• Selected excerpt:
******************************

MY LOSS OF FAITH
Upon phoning
our Solicitor, I expressed my concern regarding Mrs. West's transcripts.
I had been expecting him to give some indication of incredulity about what
I considered, to be a unique allegation, because it was an alleged offence
that was levelled against an independent party, a party that everyone relied
upon to record an accurate account of Court proceedings. We all know that
allegations of tampering with evidence,against the Police, are not unknown,
but when false evidence is presented by them, their motive for tampering
with the evidence, is immediately apparent. When a case against a suspect
is weak some unscrupulous Officers' will fabricate evidence: to secure
a conviction; we all know that. I believe that it is accepted as a well
known fact. As far as I am aware, never had such allegation been made against
a person with absolutely no involvement with the case; other than to faithfully
record, what has been said.
The Solicitor
did not express any surprise. He listened to me, patiently, without once
interrupting. Although I have said that he did not express any indication
of surprise, it does occur to me, that he may well have been surprised,
so much so, that he was gob smacked, which could have accounted for his
silence; stunned silence. When I had finished explaining my concerns, he
informed me that he would be leaving the firm, and that our case would
be passed on to another Solicitor, adding that he would arrange a meeting
with him: the meeting was, subsequently, arranged.
I attended
the meeting, full of hope, naively expecting the Solicitor, who I understood
to be a partner in the firm, to take up the cudgel for me. I left that
meeting in a despondent mood, because the Solicitor, had concluded, that
although he was certain that I was sincere in my belief that the transcripts
had been partially fabricated, he just could not accept that the trial
Judge was responsible. During the course of that meeting I was made to
feel as though it was I, that was the guilty party: for making that
unheard of allegation. Far from trying to assist, that Solicitor appeared
to be trying to convince me that a trial Judge would never involve himself
in such a conspiracy. It could have been no more than an assumption on
his part: he should not have assumed, or pretended such an assumption.
I knew, that there was no direct evidence to implicate the trial Judge,
but I ws convinced that it was he, that had instructed the shorthand writer
to do as she did. The Solicitor would have none of it. My recollection
of that meeting is that the Solicitor acted as if he was Judge Simpson's
defence lawyer. I was made to feel as if I was the accused person; being
asked to justify myself, for making that serious allegation against such
a respected member of his own profession. I should have known better than
to have gone to that meeting with the naive expectation, that I would be
treated with anything other than resentment for making such an allegation.
I should have realized that the allegation is not one that most Solicitors'
would be very keen to pursue, or to become involved in. Even if that Solicitor
acted as any other; upon hearing what must have seemed to be an outlandish
allegation, and even if he had been acting properly, the fact is that I
was made to feel accountable for having the temerity to even suggest that
a Circuit Judge could possibly commit such an act. I do not know what it
would have taken to induce that Solicitor to pursue the matter on my behalf.

******************************

• Extracted information:
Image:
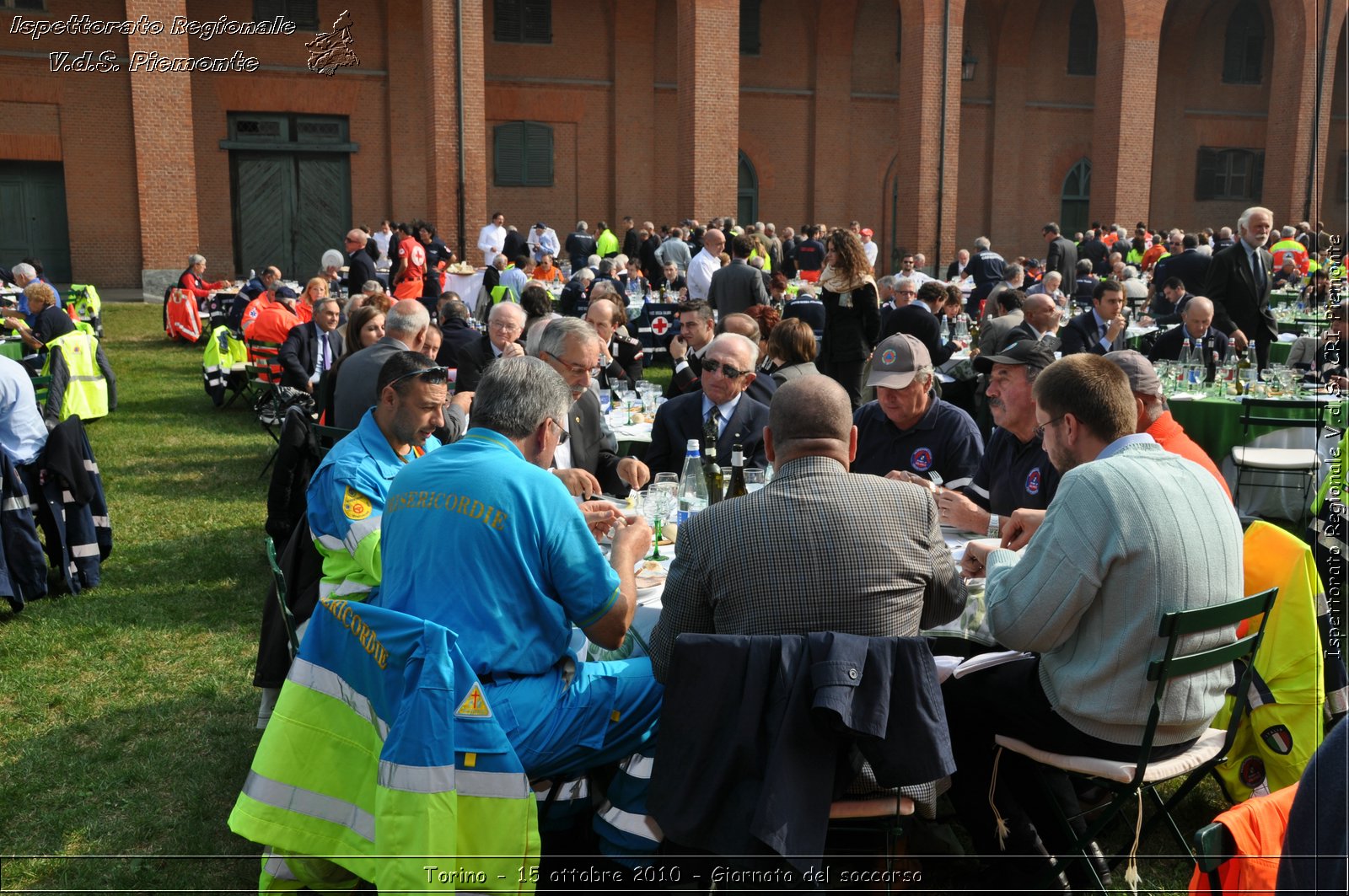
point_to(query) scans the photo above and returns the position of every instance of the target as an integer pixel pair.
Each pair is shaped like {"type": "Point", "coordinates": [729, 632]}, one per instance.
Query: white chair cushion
{"type": "Point", "coordinates": [883, 806]}
{"type": "Point", "coordinates": [1276, 458]}
{"type": "Point", "coordinates": [1200, 752]}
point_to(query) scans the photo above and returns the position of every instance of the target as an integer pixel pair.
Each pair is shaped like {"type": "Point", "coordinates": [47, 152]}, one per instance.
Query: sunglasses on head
{"type": "Point", "coordinates": [726, 370]}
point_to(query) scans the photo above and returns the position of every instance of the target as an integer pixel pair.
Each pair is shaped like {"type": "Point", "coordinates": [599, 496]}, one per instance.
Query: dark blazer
{"type": "Point", "coordinates": [300, 352]}
{"type": "Point", "coordinates": [590, 447]}
{"type": "Point", "coordinates": [1063, 258]}
{"type": "Point", "coordinates": [474, 361]}
{"type": "Point", "coordinates": [850, 334]}
{"type": "Point", "coordinates": [1081, 335]}
{"type": "Point", "coordinates": [1169, 345]}
{"type": "Point", "coordinates": [1094, 251]}
{"type": "Point", "coordinates": [681, 419]}
{"type": "Point", "coordinates": [916, 320]}
{"type": "Point", "coordinates": [361, 267]}
{"type": "Point", "coordinates": [1238, 304]}
{"type": "Point", "coordinates": [735, 287]}
{"type": "Point", "coordinates": [1189, 266]}
{"type": "Point", "coordinates": [455, 336]}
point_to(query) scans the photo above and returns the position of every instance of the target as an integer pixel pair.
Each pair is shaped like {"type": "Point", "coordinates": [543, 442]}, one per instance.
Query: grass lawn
{"type": "Point", "coordinates": [128, 710]}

******************************

Reproduce the passage from the "My Loss of Faith" account verbatim, starting at "I had been expecting" and ending at "has been said.".

• Exercise response:
I had been expecting him to give some indication of incredulity about what
I considered, to be a unique allegation, because it was an alleged offence
that was levelled against an independent party, a party that everyone relied
upon to record an accurate account of Court proceedings. We all know that
allegations of tampering with evidence,against the Police, are not unknown,
but when false evidence is presented by them, their motive for tampering
with the evidence, is immediately apparent. When a case against a suspect
is weak some unscrupulous Officers' will fabricate evidence: to secure
a conviction; we all know that. I believe that it is accepted as a well
known fact. As far as I am aware, never had such allegation been made against
a person with absolutely no involvement with the case; other than to faithfully
record, what has been said.